Return every line that contains the word "radar", matching case exactly.

BEGIN

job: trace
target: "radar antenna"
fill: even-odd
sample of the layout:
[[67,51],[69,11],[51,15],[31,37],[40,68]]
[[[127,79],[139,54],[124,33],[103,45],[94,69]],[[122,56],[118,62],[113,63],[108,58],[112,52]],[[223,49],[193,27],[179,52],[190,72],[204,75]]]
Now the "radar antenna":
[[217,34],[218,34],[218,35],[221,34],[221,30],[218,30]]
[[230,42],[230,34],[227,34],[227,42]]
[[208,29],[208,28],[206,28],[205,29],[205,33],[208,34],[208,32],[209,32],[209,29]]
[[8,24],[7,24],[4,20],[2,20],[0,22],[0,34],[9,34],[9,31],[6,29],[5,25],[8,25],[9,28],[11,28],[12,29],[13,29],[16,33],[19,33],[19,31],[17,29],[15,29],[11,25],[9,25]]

END

**Output below**.
target: "radar antenna"
Now the "radar antenna":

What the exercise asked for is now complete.